WHAT THIS TASK INVOLVES >> Where the line containing "Target: camp chair" appears in the records below, begin there and output each line verbatim through the last line.

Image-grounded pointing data
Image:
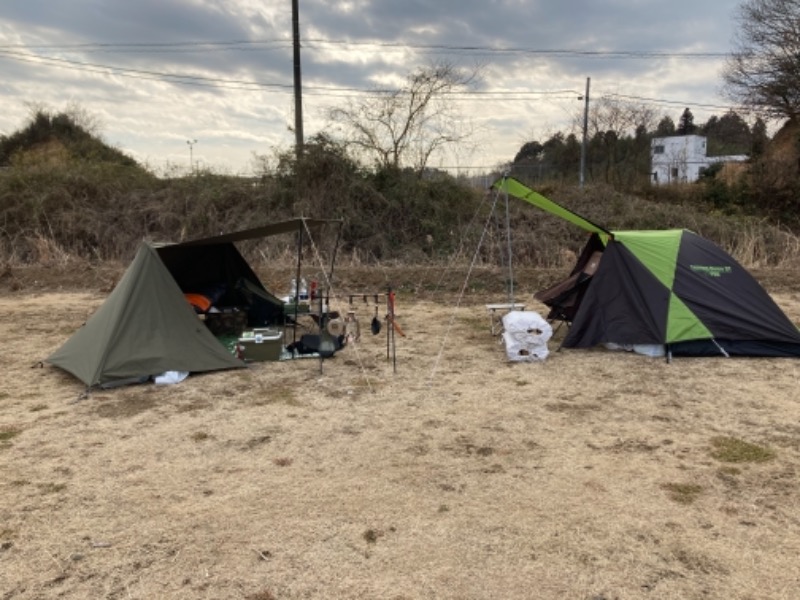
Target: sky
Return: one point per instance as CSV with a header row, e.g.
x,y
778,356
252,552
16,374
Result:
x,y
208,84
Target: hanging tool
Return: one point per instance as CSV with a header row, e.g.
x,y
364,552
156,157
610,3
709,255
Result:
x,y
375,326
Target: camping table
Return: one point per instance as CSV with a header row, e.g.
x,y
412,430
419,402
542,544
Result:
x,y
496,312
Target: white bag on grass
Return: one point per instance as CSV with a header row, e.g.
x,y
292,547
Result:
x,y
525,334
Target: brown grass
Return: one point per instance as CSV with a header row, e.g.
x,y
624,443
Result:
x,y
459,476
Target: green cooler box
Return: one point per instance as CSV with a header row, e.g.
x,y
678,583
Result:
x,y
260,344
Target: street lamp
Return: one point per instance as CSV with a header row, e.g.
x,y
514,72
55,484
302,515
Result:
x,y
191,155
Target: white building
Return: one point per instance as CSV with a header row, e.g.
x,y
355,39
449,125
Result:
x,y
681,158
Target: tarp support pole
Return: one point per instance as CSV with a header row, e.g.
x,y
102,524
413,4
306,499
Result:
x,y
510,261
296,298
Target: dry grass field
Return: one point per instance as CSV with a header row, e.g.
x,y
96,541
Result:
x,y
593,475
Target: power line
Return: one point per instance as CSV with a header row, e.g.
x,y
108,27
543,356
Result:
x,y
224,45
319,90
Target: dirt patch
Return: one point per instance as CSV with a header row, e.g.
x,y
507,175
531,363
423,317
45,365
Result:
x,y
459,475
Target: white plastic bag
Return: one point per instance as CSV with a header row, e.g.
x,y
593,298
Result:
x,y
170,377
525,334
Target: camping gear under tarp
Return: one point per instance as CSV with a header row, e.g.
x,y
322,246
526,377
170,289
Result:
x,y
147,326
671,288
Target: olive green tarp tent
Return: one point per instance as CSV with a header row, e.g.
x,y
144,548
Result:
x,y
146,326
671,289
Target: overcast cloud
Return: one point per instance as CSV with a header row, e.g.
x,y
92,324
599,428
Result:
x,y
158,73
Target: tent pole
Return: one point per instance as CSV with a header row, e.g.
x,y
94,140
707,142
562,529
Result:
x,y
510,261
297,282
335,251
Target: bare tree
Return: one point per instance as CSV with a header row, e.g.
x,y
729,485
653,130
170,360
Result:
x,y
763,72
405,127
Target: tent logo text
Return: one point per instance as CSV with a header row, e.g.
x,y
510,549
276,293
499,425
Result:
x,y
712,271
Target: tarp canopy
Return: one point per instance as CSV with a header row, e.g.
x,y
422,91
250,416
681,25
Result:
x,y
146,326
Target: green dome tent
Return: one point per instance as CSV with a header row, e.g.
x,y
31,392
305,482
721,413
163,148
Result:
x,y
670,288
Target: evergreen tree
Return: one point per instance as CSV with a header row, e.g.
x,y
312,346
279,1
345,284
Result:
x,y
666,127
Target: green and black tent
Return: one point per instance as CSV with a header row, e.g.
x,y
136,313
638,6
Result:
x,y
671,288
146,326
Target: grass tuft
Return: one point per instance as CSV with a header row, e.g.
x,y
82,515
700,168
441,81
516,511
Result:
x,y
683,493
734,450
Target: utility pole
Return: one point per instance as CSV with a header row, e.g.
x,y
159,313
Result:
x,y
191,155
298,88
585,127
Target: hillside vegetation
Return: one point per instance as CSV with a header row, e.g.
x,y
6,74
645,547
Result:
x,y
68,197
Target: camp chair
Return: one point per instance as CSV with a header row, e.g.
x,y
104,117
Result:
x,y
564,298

REPLY TO THE EXERCISE >>
Target: camp chair
Return: one point per instance as CSV with a header row, e.g.
x,y
104,117
Result:
x,y
564,298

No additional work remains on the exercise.